### PROBLEM
In the entries below, which lines run from the one containing "Put a point on the scattered debris, one" to the one containing "Put a point on the litter"? Copy exactly those lines, ends included, and no others.

##########

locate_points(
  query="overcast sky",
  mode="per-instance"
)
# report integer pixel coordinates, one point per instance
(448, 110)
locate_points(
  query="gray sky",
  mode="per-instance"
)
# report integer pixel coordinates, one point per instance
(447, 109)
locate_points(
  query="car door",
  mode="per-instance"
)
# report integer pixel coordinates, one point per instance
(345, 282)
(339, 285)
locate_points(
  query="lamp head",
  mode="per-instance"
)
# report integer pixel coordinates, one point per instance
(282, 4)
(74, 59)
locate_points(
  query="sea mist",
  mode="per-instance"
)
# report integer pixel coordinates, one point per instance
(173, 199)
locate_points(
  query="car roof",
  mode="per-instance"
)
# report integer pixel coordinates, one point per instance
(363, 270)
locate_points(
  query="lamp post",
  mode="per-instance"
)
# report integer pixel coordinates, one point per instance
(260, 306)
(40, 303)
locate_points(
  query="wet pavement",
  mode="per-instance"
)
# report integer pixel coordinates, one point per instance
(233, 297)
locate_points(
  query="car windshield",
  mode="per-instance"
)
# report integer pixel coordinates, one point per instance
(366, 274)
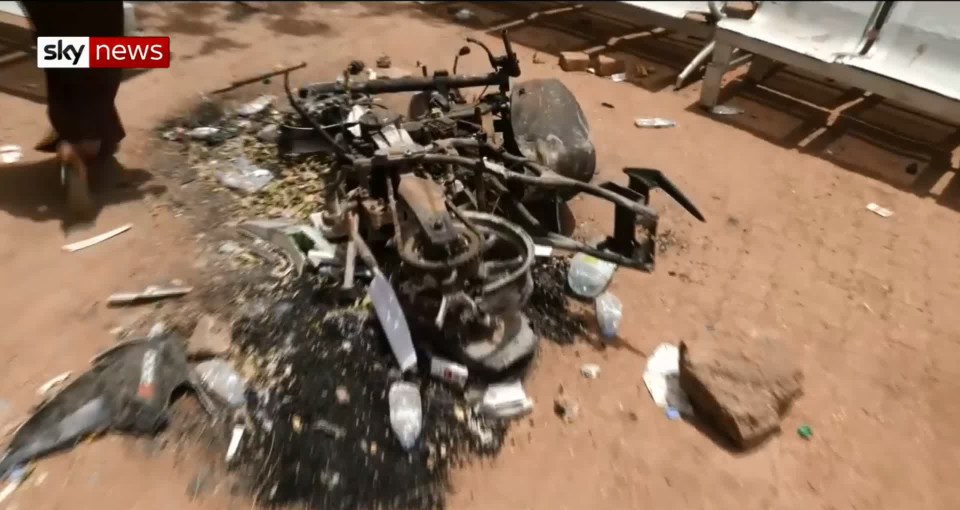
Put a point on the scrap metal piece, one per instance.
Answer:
(387, 307)
(549, 127)
(425, 199)
(128, 389)
(151, 293)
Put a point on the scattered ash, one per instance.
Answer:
(322, 434)
(549, 307)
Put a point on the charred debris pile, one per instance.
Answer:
(424, 256)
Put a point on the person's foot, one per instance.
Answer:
(74, 160)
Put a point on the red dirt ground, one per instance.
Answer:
(788, 251)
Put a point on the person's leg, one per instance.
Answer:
(80, 102)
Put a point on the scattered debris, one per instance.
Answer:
(10, 154)
(662, 379)
(235, 437)
(245, 177)
(200, 485)
(16, 478)
(604, 65)
(574, 61)
(742, 392)
(46, 387)
(219, 377)
(406, 413)
(80, 245)
(256, 106)
(590, 370)
(356, 66)
(203, 133)
(334, 430)
(566, 408)
(722, 109)
(506, 400)
(269, 134)
(151, 293)
(128, 389)
(609, 312)
(464, 15)
(211, 337)
(449, 371)
(589, 276)
(878, 210)
(653, 122)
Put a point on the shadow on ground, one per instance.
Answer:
(33, 190)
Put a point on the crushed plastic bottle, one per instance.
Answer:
(406, 413)
(245, 177)
(589, 276)
(219, 377)
(609, 311)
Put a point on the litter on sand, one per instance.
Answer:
(53, 383)
(151, 293)
(722, 109)
(80, 245)
(234, 445)
(662, 378)
(879, 211)
(16, 478)
(10, 154)
(507, 400)
(653, 122)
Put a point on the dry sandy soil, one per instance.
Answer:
(788, 251)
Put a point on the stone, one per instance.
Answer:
(574, 61)
(743, 392)
(606, 66)
(566, 408)
(211, 337)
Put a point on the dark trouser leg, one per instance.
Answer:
(81, 101)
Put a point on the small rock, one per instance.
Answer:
(355, 66)
(574, 61)
(566, 408)
(269, 134)
(211, 337)
(229, 248)
(607, 66)
(343, 396)
(200, 485)
(590, 370)
(743, 393)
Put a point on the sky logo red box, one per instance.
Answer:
(103, 52)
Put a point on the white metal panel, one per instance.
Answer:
(822, 30)
(919, 44)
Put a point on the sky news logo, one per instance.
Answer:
(103, 52)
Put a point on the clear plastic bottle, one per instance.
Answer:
(406, 413)
(589, 276)
(609, 311)
(220, 378)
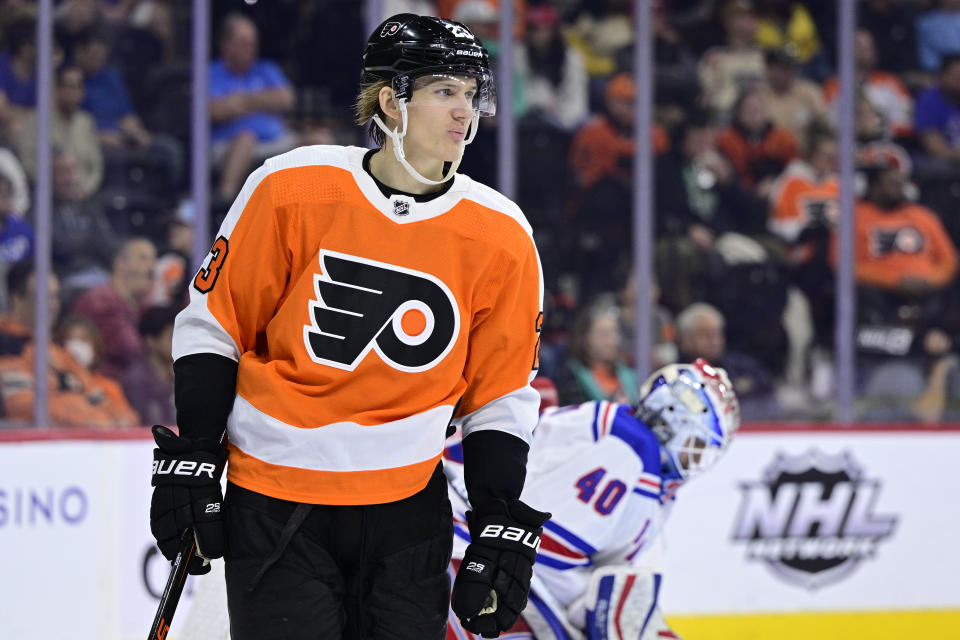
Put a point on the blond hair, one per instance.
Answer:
(367, 105)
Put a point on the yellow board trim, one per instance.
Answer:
(843, 625)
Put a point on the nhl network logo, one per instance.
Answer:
(811, 519)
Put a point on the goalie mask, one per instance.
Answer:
(693, 411)
(415, 52)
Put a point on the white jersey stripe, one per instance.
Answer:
(342, 446)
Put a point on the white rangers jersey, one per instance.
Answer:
(606, 492)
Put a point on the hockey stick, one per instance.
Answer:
(171, 593)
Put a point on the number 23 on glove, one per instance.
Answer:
(491, 587)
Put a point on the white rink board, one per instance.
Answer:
(76, 556)
(909, 481)
(77, 559)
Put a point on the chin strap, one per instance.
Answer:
(397, 138)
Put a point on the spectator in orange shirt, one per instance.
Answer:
(601, 158)
(114, 307)
(803, 212)
(901, 246)
(884, 90)
(758, 149)
(905, 268)
(77, 397)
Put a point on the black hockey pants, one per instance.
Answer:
(317, 572)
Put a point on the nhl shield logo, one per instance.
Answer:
(811, 518)
(400, 207)
(389, 29)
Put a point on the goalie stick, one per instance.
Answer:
(171, 593)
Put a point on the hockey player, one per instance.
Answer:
(609, 473)
(355, 303)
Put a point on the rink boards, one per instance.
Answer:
(808, 533)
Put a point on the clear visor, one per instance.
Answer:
(474, 91)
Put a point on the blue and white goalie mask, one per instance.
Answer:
(693, 411)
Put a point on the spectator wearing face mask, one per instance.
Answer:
(82, 341)
(78, 396)
(114, 307)
(148, 383)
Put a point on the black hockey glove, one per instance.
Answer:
(187, 495)
(492, 584)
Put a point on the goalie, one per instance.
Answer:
(609, 474)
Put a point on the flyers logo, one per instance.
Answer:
(409, 318)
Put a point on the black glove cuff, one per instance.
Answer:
(187, 469)
(508, 526)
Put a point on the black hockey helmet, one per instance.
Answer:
(407, 46)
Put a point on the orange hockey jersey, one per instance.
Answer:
(360, 322)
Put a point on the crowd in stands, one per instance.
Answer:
(745, 188)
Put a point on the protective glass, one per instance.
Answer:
(467, 88)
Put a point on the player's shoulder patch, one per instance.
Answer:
(493, 199)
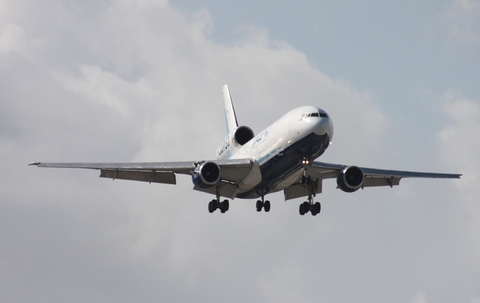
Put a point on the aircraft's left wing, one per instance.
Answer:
(352, 178)
(160, 172)
(373, 176)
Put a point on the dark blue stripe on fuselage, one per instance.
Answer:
(287, 162)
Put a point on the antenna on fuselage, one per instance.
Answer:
(230, 117)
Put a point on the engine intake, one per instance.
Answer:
(350, 179)
(206, 175)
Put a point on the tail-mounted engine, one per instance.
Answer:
(206, 175)
(350, 179)
(235, 140)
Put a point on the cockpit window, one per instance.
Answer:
(317, 114)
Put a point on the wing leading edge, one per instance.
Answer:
(234, 171)
(370, 177)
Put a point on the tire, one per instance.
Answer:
(211, 207)
(259, 206)
(267, 206)
(301, 210)
(226, 205)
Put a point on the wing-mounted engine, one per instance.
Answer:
(206, 175)
(234, 141)
(350, 179)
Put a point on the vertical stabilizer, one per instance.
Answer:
(230, 117)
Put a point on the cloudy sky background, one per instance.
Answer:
(141, 81)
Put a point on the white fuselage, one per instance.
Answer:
(302, 134)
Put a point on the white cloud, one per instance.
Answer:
(12, 39)
(420, 297)
(462, 18)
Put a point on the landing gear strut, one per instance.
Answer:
(309, 206)
(216, 204)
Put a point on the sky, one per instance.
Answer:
(122, 81)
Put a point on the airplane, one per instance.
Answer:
(280, 158)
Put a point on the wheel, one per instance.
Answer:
(226, 205)
(212, 206)
(259, 206)
(266, 206)
(301, 210)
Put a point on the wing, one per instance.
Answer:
(351, 178)
(233, 173)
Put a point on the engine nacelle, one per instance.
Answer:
(233, 141)
(350, 179)
(206, 175)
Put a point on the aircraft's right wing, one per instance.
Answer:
(233, 173)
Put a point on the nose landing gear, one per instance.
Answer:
(309, 206)
(263, 204)
(216, 204)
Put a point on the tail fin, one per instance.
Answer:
(230, 117)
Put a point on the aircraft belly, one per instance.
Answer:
(282, 169)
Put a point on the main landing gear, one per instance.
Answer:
(216, 204)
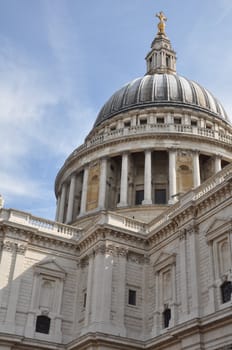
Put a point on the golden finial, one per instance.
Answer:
(161, 24)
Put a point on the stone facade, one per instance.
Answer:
(140, 255)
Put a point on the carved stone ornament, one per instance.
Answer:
(21, 248)
(9, 246)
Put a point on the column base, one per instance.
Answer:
(147, 202)
(121, 205)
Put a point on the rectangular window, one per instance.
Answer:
(143, 121)
(85, 299)
(160, 196)
(139, 197)
(127, 124)
(160, 120)
(194, 122)
(132, 297)
(177, 120)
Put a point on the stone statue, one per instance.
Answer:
(161, 24)
(1, 202)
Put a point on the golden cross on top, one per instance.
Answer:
(161, 24)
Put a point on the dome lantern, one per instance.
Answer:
(162, 58)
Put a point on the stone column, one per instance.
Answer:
(84, 191)
(172, 176)
(97, 287)
(89, 290)
(62, 203)
(157, 312)
(147, 178)
(121, 293)
(102, 291)
(183, 276)
(102, 188)
(124, 182)
(71, 199)
(7, 259)
(15, 287)
(196, 170)
(217, 164)
(212, 285)
(194, 270)
(57, 207)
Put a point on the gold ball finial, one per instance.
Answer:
(161, 24)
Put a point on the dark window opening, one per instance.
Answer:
(166, 317)
(160, 196)
(85, 299)
(226, 291)
(43, 324)
(177, 120)
(160, 120)
(194, 122)
(143, 121)
(139, 197)
(127, 124)
(132, 297)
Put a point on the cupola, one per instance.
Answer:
(162, 58)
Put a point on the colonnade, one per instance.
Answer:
(65, 200)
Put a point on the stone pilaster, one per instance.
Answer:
(84, 191)
(196, 170)
(183, 276)
(18, 269)
(102, 189)
(89, 290)
(71, 199)
(6, 268)
(172, 176)
(147, 178)
(194, 270)
(217, 164)
(62, 202)
(124, 182)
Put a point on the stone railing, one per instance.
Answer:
(42, 225)
(152, 128)
(192, 196)
(130, 224)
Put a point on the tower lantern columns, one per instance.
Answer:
(84, 191)
(124, 181)
(62, 202)
(217, 164)
(196, 170)
(147, 178)
(102, 188)
(71, 198)
(172, 175)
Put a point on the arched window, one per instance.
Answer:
(166, 316)
(43, 324)
(224, 257)
(226, 291)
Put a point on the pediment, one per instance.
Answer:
(50, 267)
(217, 227)
(164, 259)
(215, 224)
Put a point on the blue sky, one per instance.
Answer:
(60, 60)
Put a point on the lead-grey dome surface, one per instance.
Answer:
(161, 90)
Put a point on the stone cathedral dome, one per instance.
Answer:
(161, 90)
(156, 138)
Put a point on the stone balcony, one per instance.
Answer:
(170, 129)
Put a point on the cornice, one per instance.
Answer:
(124, 139)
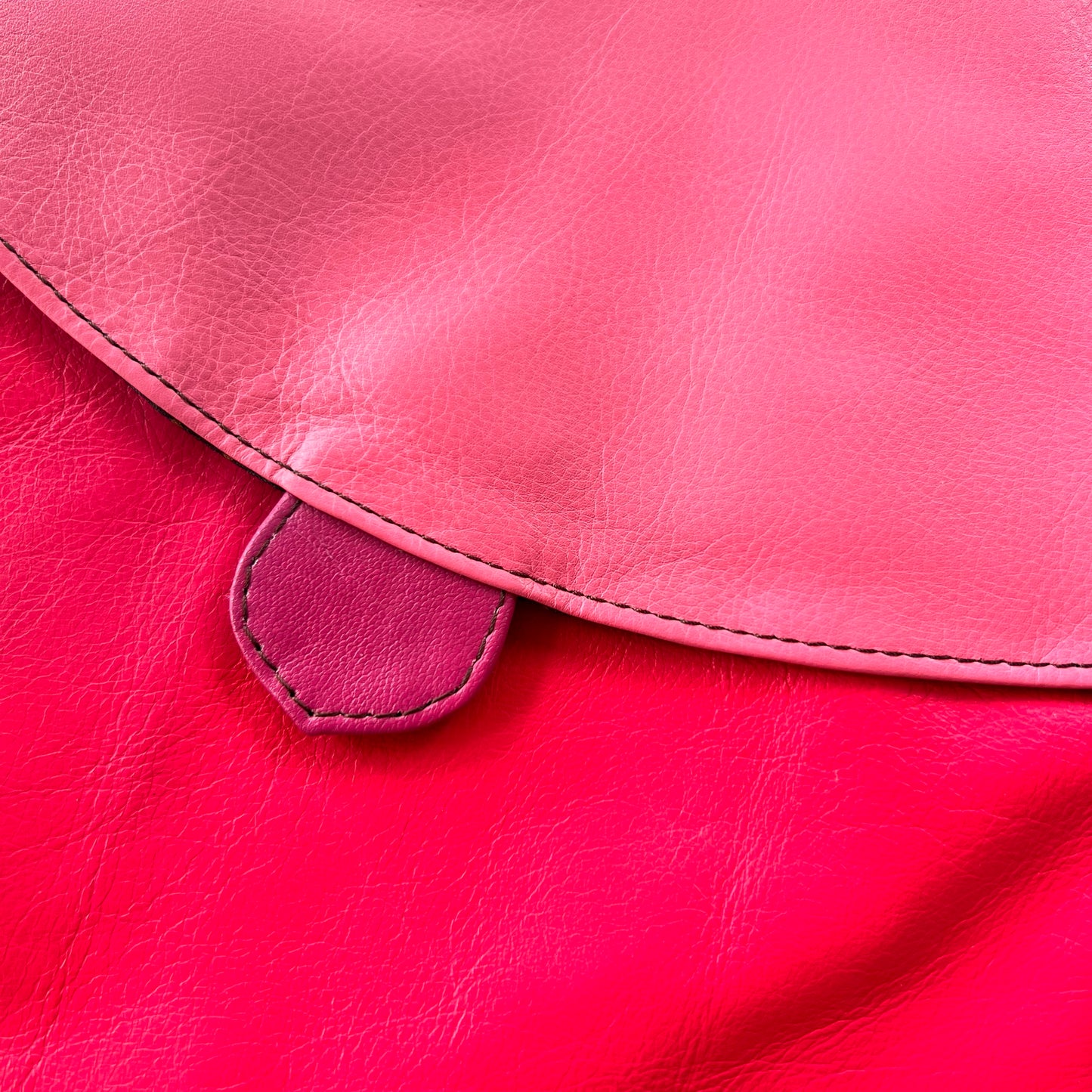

##########

### RESPONSE BOX
Put a point on the scattered debris, one per instance.
Answer:
(10, 154)
(662, 379)
(235, 437)
(245, 177)
(200, 485)
(16, 478)
(604, 65)
(574, 61)
(742, 392)
(46, 387)
(219, 377)
(406, 413)
(80, 245)
(256, 106)
(590, 370)
(356, 66)
(203, 133)
(334, 430)
(566, 408)
(722, 109)
(506, 400)
(269, 134)
(151, 293)
(128, 389)
(609, 312)
(464, 15)
(211, 337)
(449, 371)
(589, 276)
(878, 210)
(653, 122)
Put a point on the shadow on ground, one per instance.
Answer:
(33, 190)
Put a point on the crushed plastic bottle, one per instance.
Answer:
(406, 413)
(245, 177)
(589, 276)
(219, 377)
(609, 311)
Put a point on the litter on sand, one per instance.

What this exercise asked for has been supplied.